● **Data extract**
────────────────────────────────────────

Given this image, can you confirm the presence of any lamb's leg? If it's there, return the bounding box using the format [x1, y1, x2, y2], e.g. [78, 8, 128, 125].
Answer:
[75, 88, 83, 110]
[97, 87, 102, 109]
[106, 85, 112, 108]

────────────────────────────────────────

● **Written exercise**
Rewrite the entries with "lamb's leg" switched to "sheep's leg", keeping every other word unchanged.

● **Result of this exercise**
Given this image, can you confirm the presence of any sheep's leg? If it's there, return the bounding box using the format [x1, y1, x2, y2], e.g. [78, 8, 128, 125].
Answer:
[75, 88, 83, 110]
[97, 87, 102, 109]
[106, 85, 112, 108]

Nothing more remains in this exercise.